__Brief__. Print every row below word for word, changing nothing.

__Given data__.
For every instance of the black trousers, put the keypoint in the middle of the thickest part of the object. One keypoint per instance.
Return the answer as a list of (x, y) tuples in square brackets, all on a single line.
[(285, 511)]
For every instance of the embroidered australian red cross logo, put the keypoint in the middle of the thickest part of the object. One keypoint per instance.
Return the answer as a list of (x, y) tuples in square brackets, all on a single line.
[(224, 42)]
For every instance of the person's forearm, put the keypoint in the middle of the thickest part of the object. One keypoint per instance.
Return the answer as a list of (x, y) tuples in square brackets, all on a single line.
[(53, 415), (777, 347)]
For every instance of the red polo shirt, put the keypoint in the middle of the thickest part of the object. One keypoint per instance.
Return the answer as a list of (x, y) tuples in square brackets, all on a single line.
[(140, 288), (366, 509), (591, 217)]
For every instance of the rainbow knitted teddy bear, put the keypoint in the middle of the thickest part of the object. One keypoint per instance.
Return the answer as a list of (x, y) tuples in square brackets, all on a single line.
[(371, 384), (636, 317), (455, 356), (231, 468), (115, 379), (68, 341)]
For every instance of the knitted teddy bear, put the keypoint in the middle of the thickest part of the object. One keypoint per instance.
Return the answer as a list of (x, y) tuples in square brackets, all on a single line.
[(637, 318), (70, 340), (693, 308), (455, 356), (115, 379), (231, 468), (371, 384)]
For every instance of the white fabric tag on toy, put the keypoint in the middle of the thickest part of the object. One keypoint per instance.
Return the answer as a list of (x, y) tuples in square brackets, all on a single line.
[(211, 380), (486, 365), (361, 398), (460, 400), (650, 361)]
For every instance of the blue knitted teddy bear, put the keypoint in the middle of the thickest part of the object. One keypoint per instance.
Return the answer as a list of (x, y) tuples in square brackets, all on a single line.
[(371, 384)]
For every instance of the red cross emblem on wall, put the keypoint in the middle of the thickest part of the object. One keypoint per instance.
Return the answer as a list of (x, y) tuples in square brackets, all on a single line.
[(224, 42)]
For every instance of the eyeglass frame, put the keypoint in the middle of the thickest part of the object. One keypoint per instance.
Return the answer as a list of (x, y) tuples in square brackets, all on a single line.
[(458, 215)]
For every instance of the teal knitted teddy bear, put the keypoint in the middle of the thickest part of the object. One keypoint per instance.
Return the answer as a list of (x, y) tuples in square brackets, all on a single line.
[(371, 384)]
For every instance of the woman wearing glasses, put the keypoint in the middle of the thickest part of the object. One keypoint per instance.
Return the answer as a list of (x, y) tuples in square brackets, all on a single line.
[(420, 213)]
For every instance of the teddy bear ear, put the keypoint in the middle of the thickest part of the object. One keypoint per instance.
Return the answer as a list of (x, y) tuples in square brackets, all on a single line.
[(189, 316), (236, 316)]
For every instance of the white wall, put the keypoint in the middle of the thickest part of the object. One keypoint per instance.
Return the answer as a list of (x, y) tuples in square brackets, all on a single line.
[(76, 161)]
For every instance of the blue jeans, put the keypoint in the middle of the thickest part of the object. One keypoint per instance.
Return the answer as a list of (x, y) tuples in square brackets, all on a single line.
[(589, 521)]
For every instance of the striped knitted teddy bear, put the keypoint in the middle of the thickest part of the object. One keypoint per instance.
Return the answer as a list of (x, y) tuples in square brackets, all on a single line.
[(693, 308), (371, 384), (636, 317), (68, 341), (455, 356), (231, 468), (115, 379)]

__Response__.
For every instance of the black trousers, put the keypoint in the middle of the thickest part of the object. One keypoint per instance.
Return the answer as a list of (x, y) tuples in square brackets, all on a single line.
[(285, 511)]
For every instance of the embroidered australian red cross logo, put the keypoint in the middle of the thickest part of the object. One keypoint per instance.
Return the answer as a list of (x, y) tuples in square brackets, all on a single line.
[(224, 42)]
For every instance of the person's forearm, put the keypoint in the middle of the thickest part of the object. One keypoint per instance.
Return the answer as a list of (x, y) tuples in square brackets, all on a single line.
[(53, 415), (777, 347)]
For every instance of the red polo shirt, put the keypoint in the middle of the thickest part of the object. One keypoint per instance.
Return the answer as a list of (x, y) tuples in square brackets, all on a single line.
[(140, 288), (366, 509), (591, 217)]
For every instance of the rainbow knitted teddy bear, put the keypoint in the middle of the thickest part of the object. One keypoint per instance.
Return the answer as a list of (x, y) tuples in square brackets, all on a single line.
[(371, 384), (636, 317), (455, 356), (231, 468), (115, 379), (68, 341)]
For every instance of the knitted teddy bear, put the keypoint in the middle of the thickest part of the object. One keypoint per instance.
Return the answer as a list of (x, y) tuples in square brackets, all on a single line.
[(637, 318), (70, 340), (693, 308), (455, 356), (115, 379), (231, 468), (371, 384)]
For every instance of the white fabric tag on toy, put the keypoint in the middle of the thickest part of the object. One keypoint per instance.
Return the answer as a list of (x, y) tuples in square brackets, all on a single line.
[(211, 380), (486, 365), (361, 398), (460, 400), (650, 361)]
For every instance of the blue knitted teddy bear, put the keypoint in the middle of the thickest part of the object. One keypoint per instance.
Return the answer as a list of (x, y) tuples in square brackets, all on a single line.
[(371, 384)]
For every instance of the red cross emblem on wall, put the keypoint in the middle of the thickest part of the object. One keypoint per instance.
Return the answer as a list of (x, y) tuples in square brackets, all on a single line.
[(224, 42)]
For every instance of the eyeglass frame, put the keypoint in the middle of the thickest part of the object. One keypoint per instance.
Return the answer as a list of (x, y) tuples in square brackets, all on a single line.
[(458, 215)]
For every instance of the teal knitted teddy bear, put the keypoint in the middle of the thickest part of the object. One keypoint per instance.
Return the answer as a list of (x, y) tuples in square brackets, all on a single line.
[(371, 384)]
For every instance of the woman wearing glasses, put the keypoint in the middle of the thickest part of the object. One keypoint per instance.
Return the answer as a list of (x, y) tuples in square brackets, all on a single line.
[(420, 213)]
For every instance of the teddy bear ear, put the keypoint in the middle of the thickest part of the object. One keypoint per instance.
Return the answer as a list of (x, y) tuples in square brackets, all on a single line.
[(189, 316), (236, 316)]
For every instance of the white wall, put the keypoint in the middle of the thickest part of the object. One keypoint per instance.
Return the answer as a list of (x, y) tuples in square brackets, all on a single line.
[(76, 161)]
For every instance of the blue jeans, put the keypoint in the middle of the thickest part of the object. One keypoint per instance.
Return the answer as a list of (x, y) tuples in square brackets, all on a single line.
[(589, 521)]
For every instance of the striped knitted teddy bear, put the keypoint in the middle of the thickest part of the object. One keypoint per instance.
Return the answer as a list of (x, y) tuples in square brackets, all on a single line.
[(693, 308), (371, 384), (636, 317), (68, 341), (455, 356), (231, 468), (115, 379)]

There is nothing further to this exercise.